**Try it:**
Return, in their exact form, the lines that lie between the start of the data below and the line containing "Target: tunic collar", with both ends included.

**Referring expression data:**
#####

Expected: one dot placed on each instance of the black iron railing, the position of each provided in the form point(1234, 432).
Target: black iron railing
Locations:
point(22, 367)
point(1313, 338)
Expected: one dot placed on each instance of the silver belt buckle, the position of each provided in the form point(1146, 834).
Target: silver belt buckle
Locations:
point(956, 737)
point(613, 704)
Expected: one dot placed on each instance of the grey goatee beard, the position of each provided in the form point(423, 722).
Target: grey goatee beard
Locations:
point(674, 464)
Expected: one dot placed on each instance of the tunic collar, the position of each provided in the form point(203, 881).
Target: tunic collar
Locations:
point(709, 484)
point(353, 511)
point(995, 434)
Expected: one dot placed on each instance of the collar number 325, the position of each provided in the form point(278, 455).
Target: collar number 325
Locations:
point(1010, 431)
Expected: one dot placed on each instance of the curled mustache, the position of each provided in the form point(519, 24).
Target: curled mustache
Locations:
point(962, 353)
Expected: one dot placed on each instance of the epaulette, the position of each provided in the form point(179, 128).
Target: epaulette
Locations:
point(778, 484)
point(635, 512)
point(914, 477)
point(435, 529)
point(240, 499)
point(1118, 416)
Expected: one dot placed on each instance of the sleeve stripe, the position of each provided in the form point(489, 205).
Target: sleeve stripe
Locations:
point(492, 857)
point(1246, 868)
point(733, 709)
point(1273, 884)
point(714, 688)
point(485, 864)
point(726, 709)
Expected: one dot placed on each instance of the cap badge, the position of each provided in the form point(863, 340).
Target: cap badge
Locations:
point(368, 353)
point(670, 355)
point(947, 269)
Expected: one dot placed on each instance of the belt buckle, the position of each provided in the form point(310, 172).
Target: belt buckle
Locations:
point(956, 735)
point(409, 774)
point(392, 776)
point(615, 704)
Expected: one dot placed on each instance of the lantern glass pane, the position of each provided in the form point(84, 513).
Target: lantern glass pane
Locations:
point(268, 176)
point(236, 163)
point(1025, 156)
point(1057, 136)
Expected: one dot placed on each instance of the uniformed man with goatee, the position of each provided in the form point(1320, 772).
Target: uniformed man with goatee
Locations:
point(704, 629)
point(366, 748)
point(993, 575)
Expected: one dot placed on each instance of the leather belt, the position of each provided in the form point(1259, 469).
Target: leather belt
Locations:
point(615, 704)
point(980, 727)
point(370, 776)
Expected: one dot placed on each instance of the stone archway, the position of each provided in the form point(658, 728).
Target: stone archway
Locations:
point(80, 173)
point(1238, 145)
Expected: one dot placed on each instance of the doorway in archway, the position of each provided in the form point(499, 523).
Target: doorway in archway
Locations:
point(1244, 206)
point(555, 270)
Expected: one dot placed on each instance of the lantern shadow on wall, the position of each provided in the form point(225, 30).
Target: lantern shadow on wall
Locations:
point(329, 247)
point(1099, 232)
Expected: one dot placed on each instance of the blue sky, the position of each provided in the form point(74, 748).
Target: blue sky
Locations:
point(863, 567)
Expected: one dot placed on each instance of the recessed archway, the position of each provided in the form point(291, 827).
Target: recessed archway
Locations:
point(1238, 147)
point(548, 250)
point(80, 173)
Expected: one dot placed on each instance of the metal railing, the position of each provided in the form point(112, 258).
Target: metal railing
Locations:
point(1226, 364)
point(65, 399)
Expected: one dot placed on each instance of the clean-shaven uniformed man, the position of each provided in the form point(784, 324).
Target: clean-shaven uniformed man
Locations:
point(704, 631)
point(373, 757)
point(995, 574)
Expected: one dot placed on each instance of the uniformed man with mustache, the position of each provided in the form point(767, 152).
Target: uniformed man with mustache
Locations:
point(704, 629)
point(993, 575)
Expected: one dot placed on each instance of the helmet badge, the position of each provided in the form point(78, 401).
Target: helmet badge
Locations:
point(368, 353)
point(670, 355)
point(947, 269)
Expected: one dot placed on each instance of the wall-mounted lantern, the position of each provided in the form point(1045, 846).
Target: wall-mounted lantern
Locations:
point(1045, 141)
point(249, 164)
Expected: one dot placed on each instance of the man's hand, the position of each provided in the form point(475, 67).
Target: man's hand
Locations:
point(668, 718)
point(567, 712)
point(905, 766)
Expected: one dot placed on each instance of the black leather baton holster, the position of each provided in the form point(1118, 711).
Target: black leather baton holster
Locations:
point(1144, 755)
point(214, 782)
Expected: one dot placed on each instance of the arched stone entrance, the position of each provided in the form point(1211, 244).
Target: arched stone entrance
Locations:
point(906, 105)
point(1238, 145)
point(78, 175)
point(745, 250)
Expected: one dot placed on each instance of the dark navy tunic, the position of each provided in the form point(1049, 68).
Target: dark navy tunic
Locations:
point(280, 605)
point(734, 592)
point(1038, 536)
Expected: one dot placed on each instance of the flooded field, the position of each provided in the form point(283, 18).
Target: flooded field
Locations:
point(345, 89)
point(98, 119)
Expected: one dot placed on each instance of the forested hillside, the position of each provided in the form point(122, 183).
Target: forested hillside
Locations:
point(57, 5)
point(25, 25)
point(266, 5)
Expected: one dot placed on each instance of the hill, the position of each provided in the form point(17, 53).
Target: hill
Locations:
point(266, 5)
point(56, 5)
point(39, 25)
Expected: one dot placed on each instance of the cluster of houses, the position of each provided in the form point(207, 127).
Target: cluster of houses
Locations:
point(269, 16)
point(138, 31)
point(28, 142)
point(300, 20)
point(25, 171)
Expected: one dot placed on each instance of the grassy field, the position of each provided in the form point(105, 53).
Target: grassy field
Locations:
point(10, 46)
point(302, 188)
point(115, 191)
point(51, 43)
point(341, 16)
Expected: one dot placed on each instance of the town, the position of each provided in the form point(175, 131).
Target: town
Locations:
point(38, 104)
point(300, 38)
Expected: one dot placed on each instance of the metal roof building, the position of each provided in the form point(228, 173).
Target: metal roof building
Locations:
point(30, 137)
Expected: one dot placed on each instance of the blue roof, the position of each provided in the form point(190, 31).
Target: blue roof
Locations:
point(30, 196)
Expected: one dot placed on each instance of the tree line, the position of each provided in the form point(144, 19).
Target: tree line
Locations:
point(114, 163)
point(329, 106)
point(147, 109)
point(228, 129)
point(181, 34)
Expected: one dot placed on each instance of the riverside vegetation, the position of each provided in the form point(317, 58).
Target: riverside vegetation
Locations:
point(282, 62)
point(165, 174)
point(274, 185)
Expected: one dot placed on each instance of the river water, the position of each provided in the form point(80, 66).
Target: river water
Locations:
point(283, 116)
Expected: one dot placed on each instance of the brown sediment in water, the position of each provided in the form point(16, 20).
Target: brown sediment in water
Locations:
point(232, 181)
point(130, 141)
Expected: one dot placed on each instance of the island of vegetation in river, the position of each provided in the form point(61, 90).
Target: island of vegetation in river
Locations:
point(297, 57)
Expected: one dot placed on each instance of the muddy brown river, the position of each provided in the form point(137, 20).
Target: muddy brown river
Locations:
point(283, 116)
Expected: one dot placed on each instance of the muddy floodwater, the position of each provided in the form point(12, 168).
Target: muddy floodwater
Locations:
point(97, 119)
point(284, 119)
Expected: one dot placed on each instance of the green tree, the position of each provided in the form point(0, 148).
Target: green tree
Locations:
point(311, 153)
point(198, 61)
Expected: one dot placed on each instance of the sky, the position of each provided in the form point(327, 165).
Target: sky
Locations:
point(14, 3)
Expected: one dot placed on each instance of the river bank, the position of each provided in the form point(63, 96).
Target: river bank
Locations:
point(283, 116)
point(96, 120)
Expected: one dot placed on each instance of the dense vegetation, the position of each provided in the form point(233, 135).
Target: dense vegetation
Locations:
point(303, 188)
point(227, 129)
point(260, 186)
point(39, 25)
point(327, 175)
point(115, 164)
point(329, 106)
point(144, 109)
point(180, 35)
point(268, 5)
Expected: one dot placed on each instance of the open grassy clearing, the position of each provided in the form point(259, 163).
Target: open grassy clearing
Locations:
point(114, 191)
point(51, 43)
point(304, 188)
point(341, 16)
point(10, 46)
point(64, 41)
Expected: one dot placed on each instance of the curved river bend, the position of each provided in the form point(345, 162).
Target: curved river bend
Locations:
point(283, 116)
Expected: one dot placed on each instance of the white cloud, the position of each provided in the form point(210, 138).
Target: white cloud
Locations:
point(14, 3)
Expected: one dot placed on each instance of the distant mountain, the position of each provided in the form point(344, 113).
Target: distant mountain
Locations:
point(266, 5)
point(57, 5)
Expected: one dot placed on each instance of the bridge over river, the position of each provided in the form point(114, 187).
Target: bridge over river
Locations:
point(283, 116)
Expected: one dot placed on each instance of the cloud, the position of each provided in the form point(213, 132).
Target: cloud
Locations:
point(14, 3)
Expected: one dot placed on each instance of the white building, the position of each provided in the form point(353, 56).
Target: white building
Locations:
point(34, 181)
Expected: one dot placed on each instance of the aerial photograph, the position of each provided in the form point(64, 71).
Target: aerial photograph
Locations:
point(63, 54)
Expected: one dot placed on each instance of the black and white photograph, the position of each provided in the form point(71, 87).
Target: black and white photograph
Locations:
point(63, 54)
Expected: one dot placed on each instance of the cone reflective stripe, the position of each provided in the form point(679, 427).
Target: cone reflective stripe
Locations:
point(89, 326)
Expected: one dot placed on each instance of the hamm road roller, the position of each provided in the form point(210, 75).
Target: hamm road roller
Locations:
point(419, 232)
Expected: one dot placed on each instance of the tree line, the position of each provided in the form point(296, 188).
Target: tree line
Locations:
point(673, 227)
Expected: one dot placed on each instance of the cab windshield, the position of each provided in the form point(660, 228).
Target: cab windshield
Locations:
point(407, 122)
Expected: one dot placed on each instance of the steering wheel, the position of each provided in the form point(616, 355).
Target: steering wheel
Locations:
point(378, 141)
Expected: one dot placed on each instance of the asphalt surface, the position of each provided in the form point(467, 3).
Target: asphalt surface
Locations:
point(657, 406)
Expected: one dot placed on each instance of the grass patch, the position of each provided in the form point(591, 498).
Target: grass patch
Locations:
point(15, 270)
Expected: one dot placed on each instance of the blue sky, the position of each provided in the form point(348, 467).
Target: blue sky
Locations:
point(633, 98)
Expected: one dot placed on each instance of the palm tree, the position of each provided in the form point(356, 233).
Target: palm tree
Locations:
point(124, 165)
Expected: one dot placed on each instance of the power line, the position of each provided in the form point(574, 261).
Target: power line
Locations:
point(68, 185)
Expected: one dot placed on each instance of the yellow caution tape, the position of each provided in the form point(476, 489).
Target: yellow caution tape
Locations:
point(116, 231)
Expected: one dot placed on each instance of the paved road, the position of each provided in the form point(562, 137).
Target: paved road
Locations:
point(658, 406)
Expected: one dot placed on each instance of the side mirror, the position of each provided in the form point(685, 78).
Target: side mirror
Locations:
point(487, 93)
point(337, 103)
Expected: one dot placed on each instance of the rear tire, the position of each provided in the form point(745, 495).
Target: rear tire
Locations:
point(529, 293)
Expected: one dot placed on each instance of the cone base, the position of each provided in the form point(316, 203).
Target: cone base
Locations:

#####

**Task output:**
Expected: one dot placed on each instance of the black iron railing, the position of each provided in the form point(1234, 432).
Target: black iron railing
Locations:
point(22, 367)
point(1313, 338)
Expected: one dot placed on each instance of the silver belt buckle, the position of each provided in the form point(1146, 834).
Target: silver belt buckle
Locations:
point(956, 737)
point(613, 704)
Expected: one dot placed on each instance of the grey goatee beard, the position of each provided in the form point(423, 722).
Target: grey goatee beard
Locations:
point(674, 464)
Expected: one dot placed on each instance of the tunic collar, the position of each provided in the form point(203, 881).
Target: tunic collar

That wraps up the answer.